(Working data Opens)

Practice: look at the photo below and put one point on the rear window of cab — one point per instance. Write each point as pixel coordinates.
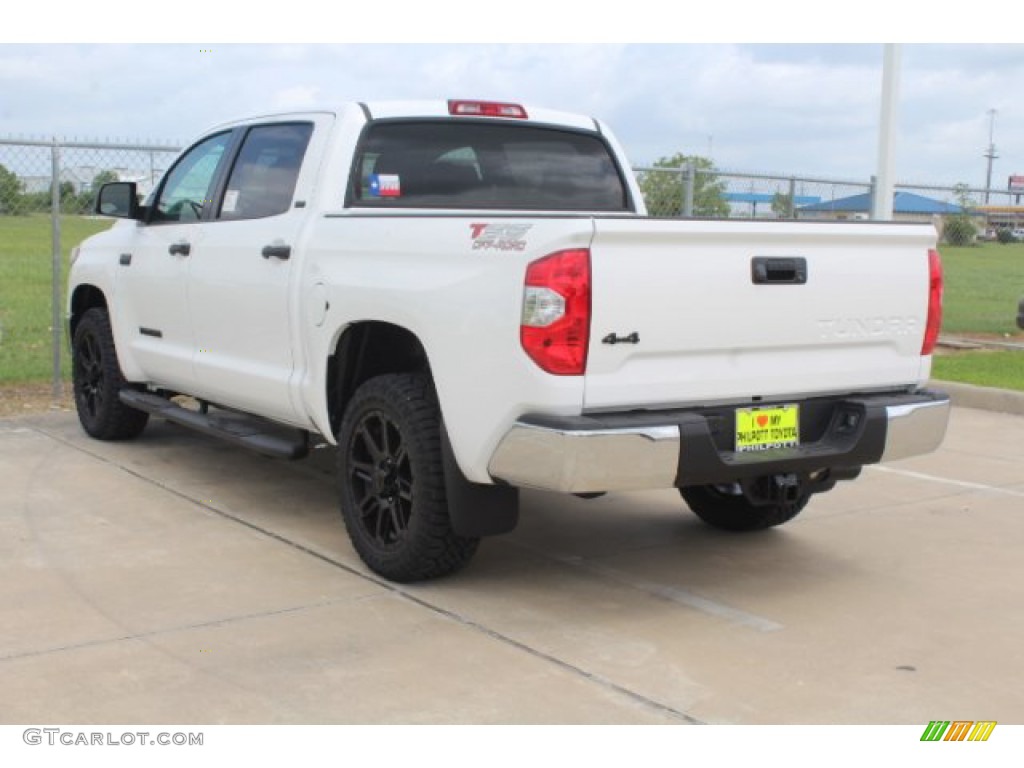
(484, 165)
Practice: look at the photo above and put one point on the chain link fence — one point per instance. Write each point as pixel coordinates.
(40, 220)
(715, 193)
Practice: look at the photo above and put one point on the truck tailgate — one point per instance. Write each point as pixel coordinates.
(725, 311)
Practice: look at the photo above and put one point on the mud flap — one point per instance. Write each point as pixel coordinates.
(476, 509)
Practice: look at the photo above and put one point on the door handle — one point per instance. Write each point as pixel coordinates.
(278, 252)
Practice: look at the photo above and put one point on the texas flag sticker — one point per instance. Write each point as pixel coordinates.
(385, 185)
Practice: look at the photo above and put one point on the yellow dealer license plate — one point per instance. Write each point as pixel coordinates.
(767, 428)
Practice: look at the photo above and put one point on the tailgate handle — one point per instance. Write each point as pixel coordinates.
(787, 270)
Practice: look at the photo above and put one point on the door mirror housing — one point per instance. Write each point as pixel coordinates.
(118, 199)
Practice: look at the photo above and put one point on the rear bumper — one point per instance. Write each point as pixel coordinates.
(672, 449)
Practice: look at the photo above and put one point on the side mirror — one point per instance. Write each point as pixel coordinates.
(118, 199)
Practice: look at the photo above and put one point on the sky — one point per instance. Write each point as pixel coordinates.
(796, 108)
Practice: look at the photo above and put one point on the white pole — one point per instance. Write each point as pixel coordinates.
(882, 205)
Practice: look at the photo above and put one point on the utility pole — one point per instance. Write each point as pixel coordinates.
(882, 203)
(990, 154)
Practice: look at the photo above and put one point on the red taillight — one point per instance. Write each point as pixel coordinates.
(555, 325)
(934, 302)
(486, 109)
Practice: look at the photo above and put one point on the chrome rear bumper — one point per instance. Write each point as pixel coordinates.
(640, 451)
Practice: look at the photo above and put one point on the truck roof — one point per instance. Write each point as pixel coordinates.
(430, 109)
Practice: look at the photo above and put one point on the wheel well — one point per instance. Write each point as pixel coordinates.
(366, 350)
(84, 299)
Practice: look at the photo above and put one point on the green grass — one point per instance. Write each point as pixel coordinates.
(982, 287)
(26, 311)
(1003, 370)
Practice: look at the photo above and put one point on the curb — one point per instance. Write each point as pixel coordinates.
(983, 398)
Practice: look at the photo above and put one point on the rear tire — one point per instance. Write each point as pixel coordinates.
(97, 381)
(725, 507)
(391, 481)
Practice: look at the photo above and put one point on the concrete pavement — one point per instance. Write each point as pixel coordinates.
(177, 580)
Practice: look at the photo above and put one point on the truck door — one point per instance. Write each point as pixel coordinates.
(153, 274)
(240, 281)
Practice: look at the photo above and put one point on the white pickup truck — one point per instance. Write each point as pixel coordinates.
(467, 298)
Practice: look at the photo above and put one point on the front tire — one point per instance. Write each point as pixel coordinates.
(725, 507)
(391, 479)
(97, 381)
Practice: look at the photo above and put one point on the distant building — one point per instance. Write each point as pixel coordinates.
(906, 207)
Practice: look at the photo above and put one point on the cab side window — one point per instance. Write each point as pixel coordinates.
(262, 180)
(189, 184)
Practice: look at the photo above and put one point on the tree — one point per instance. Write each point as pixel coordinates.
(664, 190)
(781, 205)
(958, 228)
(10, 192)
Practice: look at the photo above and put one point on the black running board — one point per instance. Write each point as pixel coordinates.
(248, 431)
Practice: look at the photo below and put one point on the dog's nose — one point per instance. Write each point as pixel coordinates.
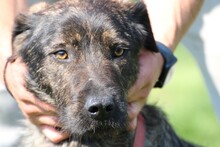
(100, 108)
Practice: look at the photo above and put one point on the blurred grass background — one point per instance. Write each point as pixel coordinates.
(186, 103)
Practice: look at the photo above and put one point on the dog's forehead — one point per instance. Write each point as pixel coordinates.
(77, 21)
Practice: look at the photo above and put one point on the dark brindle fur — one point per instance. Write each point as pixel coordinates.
(82, 57)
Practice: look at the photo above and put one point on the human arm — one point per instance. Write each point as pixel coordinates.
(39, 113)
(170, 19)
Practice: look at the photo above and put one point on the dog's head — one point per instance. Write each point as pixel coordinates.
(82, 57)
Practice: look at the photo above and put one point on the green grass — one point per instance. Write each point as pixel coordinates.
(186, 102)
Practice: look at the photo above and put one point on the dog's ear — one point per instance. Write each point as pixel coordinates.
(141, 23)
(20, 25)
(20, 33)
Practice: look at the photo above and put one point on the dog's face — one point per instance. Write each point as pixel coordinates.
(82, 57)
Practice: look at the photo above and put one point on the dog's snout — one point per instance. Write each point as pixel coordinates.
(100, 108)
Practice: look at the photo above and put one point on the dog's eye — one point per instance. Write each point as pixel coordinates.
(118, 51)
(61, 55)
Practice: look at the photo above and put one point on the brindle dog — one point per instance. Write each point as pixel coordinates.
(82, 57)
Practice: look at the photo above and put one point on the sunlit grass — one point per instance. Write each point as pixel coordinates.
(187, 105)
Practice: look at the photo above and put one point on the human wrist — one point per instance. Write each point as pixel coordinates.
(5, 50)
(169, 61)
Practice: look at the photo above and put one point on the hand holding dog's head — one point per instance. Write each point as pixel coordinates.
(82, 56)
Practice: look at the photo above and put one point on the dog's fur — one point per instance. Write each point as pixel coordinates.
(102, 39)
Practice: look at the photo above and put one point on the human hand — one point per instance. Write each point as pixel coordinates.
(150, 66)
(39, 113)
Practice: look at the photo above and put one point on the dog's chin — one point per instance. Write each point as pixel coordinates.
(86, 127)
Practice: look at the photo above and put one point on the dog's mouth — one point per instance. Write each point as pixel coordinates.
(80, 123)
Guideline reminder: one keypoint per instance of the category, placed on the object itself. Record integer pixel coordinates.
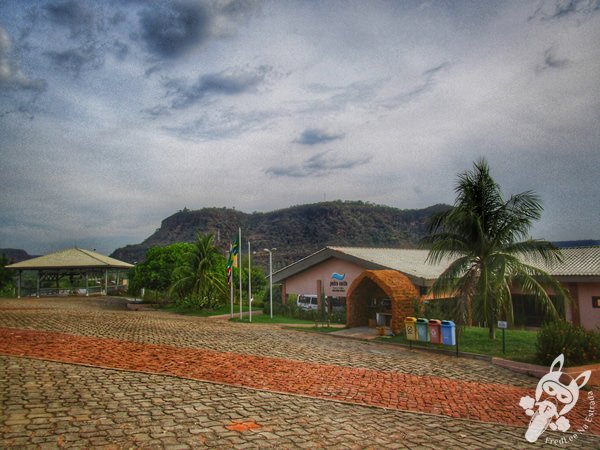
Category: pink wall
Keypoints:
(305, 282)
(590, 317)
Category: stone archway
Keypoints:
(372, 286)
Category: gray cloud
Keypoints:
(319, 164)
(72, 15)
(75, 60)
(228, 83)
(427, 82)
(314, 136)
(170, 30)
(563, 8)
(11, 76)
(222, 124)
(551, 61)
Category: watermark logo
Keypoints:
(556, 394)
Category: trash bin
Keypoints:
(435, 332)
(410, 323)
(448, 332)
(422, 331)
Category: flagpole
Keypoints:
(240, 268)
(249, 283)
(231, 292)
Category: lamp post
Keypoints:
(270, 279)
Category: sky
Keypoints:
(116, 114)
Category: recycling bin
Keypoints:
(410, 324)
(422, 330)
(435, 331)
(448, 332)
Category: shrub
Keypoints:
(578, 345)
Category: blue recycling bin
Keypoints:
(422, 329)
(448, 332)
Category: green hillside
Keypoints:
(296, 231)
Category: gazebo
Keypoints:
(74, 264)
(385, 296)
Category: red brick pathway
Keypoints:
(427, 394)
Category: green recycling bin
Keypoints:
(410, 323)
(435, 331)
(448, 332)
(422, 329)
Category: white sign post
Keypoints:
(503, 325)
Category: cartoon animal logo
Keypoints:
(555, 390)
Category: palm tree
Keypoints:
(487, 239)
(204, 277)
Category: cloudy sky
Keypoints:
(117, 114)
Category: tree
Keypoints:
(203, 278)
(156, 272)
(488, 240)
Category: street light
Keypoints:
(270, 279)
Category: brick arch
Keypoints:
(373, 283)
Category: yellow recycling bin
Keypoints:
(410, 323)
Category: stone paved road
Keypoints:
(109, 318)
(50, 404)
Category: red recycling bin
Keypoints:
(435, 331)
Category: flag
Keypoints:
(234, 249)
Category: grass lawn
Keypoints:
(315, 329)
(520, 344)
(264, 318)
(204, 312)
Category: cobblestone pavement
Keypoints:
(109, 318)
(53, 405)
(104, 333)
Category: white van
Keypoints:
(307, 302)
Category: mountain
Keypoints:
(296, 232)
(581, 243)
(15, 255)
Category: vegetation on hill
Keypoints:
(488, 236)
(296, 231)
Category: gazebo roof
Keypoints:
(71, 258)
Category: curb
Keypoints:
(537, 371)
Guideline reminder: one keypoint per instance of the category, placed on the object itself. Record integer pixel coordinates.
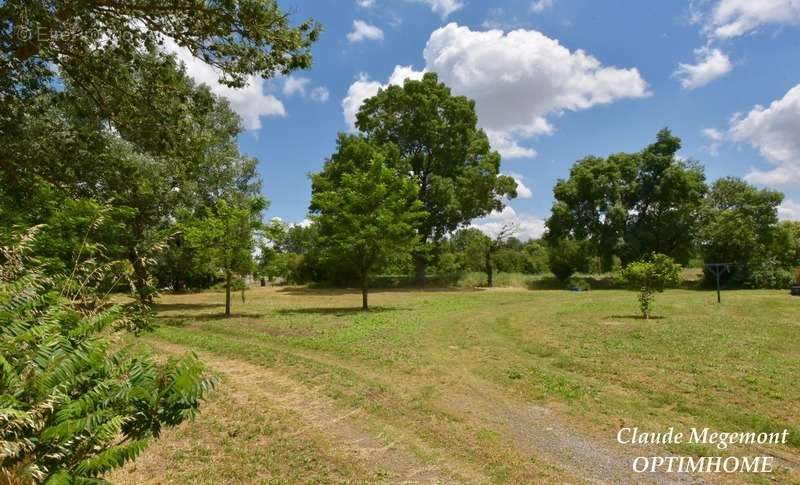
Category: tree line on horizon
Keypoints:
(121, 175)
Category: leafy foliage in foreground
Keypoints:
(73, 403)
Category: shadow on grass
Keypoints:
(336, 311)
(334, 290)
(170, 307)
(182, 320)
(637, 317)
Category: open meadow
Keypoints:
(472, 386)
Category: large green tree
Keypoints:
(225, 237)
(442, 151)
(631, 204)
(41, 39)
(739, 225)
(364, 208)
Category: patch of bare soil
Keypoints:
(539, 431)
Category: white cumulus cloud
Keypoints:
(365, 88)
(295, 85)
(517, 79)
(527, 225)
(541, 5)
(775, 131)
(715, 139)
(733, 18)
(523, 192)
(249, 102)
(443, 7)
(710, 64)
(363, 31)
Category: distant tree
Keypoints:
(273, 259)
(649, 276)
(74, 403)
(225, 237)
(630, 204)
(365, 210)
(567, 257)
(494, 245)
(537, 257)
(442, 151)
(739, 225)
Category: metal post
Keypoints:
(717, 269)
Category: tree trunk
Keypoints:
(143, 291)
(420, 265)
(364, 305)
(228, 294)
(489, 269)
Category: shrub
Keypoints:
(578, 284)
(651, 276)
(74, 405)
(769, 275)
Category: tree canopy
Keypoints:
(631, 204)
(441, 150)
(364, 209)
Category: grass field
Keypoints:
(474, 386)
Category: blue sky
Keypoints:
(576, 77)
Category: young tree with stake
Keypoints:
(225, 237)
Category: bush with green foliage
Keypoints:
(770, 274)
(567, 257)
(74, 403)
(650, 276)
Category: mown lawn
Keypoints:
(436, 368)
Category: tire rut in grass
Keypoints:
(380, 452)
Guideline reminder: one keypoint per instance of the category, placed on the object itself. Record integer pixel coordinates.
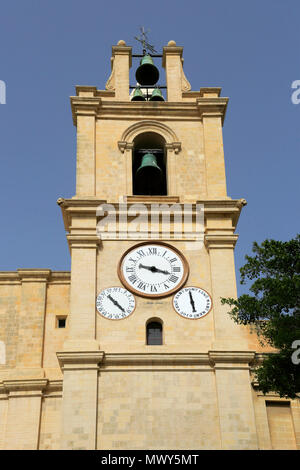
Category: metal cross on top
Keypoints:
(144, 40)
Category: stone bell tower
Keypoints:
(133, 349)
(190, 389)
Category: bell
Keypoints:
(147, 73)
(156, 95)
(138, 95)
(148, 177)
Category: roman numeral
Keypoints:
(141, 253)
(176, 269)
(132, 278)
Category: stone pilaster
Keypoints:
(228, 335)
(80, 394)
(82, 320)
(32, 317)
(23, 413)
(233, 387)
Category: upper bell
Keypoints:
(156, 95)
(147, 73)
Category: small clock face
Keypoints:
(115, 303)
(192, 302)
(153, 269)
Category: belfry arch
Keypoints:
(139, 135)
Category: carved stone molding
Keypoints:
(231, 359)
(72, 360)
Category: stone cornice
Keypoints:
(220, 241)
(84, 106)
(88, 207)
(210, 90)
(83, 241)
(155, 359)
(24, 275)
(211, 360)
(34, 275)
(231, 359)
(212, 107)
(28, 386)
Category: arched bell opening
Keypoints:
(149, 165)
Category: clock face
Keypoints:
(192, 302)
(153, 269)
(115, 303)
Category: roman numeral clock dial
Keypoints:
(153, 269)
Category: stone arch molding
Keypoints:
(131, 132)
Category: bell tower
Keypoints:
(152, 359)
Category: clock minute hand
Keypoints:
(116, 303)
(153, 269)
(192, 301)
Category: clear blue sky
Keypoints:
(249, 48)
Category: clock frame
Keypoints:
(160, 294)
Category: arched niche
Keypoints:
(154, 332)
(139, 134)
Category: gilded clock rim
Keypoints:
(195, 287)
(186, 270)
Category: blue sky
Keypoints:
(250, 49)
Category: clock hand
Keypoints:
(192, 301)
(116, 303)
(153, 269)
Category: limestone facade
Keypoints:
(95, 383)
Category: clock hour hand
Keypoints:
(116, 303)
(192, 301)
(153, 269)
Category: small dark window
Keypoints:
(154, 333)
(61, 322)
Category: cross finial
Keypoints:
(144, 40)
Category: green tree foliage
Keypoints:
(273, 308)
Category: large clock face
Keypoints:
(115, 303)
(153, 269)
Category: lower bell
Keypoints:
(156, 95)
(148, 177)
(138, 95)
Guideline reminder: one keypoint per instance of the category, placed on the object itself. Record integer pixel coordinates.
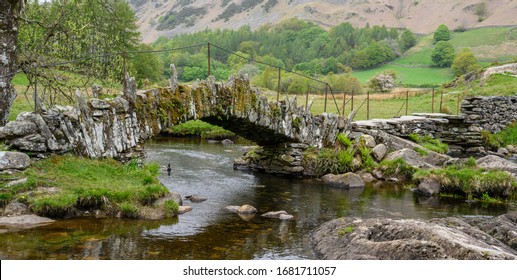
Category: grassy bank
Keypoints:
(60, 185)
(201, 129)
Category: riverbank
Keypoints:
(69, 186)
(463, 238)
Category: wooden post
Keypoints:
(441, 101)
(432, 102)
(325, 104)
(209, 60)
(344, 103)
(35, 93)
(352, 102)
(307, 98)
(458, 105)
(124, 74)
(407, 101)
(278, 85)
(367, 105)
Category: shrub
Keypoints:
(171, 208)
(471, 182)
(129, 210)
(366, 157)
(344, 140)
(58, 205)
(397, 167)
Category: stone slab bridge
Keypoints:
(114, 127)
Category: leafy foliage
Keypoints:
(464, 63)
(471, 181)
(443, 54)
(442, 33)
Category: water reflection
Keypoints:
(212, 232)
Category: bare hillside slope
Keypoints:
(169, 17)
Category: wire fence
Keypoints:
(319, 93)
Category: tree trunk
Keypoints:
(9, 15)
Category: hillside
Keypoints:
(169, 17)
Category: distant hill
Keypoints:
(169, 17)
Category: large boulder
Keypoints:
(410, 156)
(355, 239)
(493, 162)
(14, 160)
(348, 180)
(19, 128)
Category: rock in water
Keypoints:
(196, 198)
(387, 239)
(246, 209)
(348, 180)
(428, 187)
(14, 160)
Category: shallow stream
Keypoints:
(212, 232)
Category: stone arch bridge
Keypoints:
(112, 128)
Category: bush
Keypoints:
(171, 208)
(471, 182)
(344, 140)
(429, 143)
(397, 167)
(129, 210)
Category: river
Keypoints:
(212, 232)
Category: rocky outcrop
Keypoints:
(281, 159)
(428, 187)
(450, 129)
(448, 238)
(113, 127)
(411, 157)
(24, 221)
(13, 161)
(348, 180)
(492, 162)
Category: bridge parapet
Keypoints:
(110, 128)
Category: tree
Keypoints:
(443, 54)
(464, 63)
(442, 33)
(87, 32)
(9, 15)
(407, 40)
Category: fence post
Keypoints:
(344, 103)
(307, 98)
(458, 105)
(441, 101)
(352, 102)
(278, 86)
(367, 105)
(407, 101)
(124, 74)
(36, 94)
(432, 102)
(326, 92)
(209, 59)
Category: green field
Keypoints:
(490, 44)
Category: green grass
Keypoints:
(409, 75)
(397, 167)
(200, 129)
(504, 138)
(429, 143)
(20, 79)
(81, 183)
(489, 44)
(471, 182)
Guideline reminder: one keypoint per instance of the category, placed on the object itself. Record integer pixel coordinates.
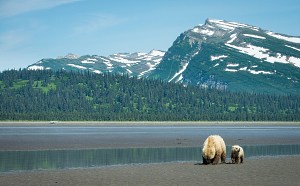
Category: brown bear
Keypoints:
(237, 154)
(214, 149)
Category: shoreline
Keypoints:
(277, 170)
(143, 123)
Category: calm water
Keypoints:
(88, 145)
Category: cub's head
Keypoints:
(209, 154)
(235, 148)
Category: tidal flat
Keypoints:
(272, 153)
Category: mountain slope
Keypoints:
(135, 64)
(218, 54)
(229, 55)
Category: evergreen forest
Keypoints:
(45, 95)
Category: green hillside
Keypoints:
(61, 95)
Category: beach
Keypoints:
(282, 170)
(263, 170)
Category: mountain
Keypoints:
(218, 54)
(134, 64)
(234, 56)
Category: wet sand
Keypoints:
(97, 137)
(281, 170)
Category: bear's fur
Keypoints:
(237, 154)
(214, 149)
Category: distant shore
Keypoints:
(264, 171)
(144, 123)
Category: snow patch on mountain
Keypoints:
(264, 54)
(77, 66)
(298, 49)
(213, 58)
(203, 31)
(290, 39)
(89, 61)
(254, 36)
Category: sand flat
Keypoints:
(281, 170)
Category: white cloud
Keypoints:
(96, 22)
(12, 39)
(10, 8)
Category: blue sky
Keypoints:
(34, 29)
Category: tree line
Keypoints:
(85, 96)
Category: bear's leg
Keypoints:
(216, 159)
(205, 162)
(223, 158)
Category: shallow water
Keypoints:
(62, 159)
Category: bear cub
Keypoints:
(237, 154)
(214, 150)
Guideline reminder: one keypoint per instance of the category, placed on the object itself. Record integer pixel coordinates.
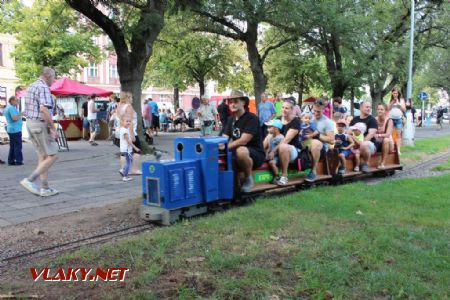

(Working data Closes)

• [Assigned task]: Whichever lines of the material hold the word "bush", find and copy them.

• [Answer]:
Category: bush with green foliage
Category: bush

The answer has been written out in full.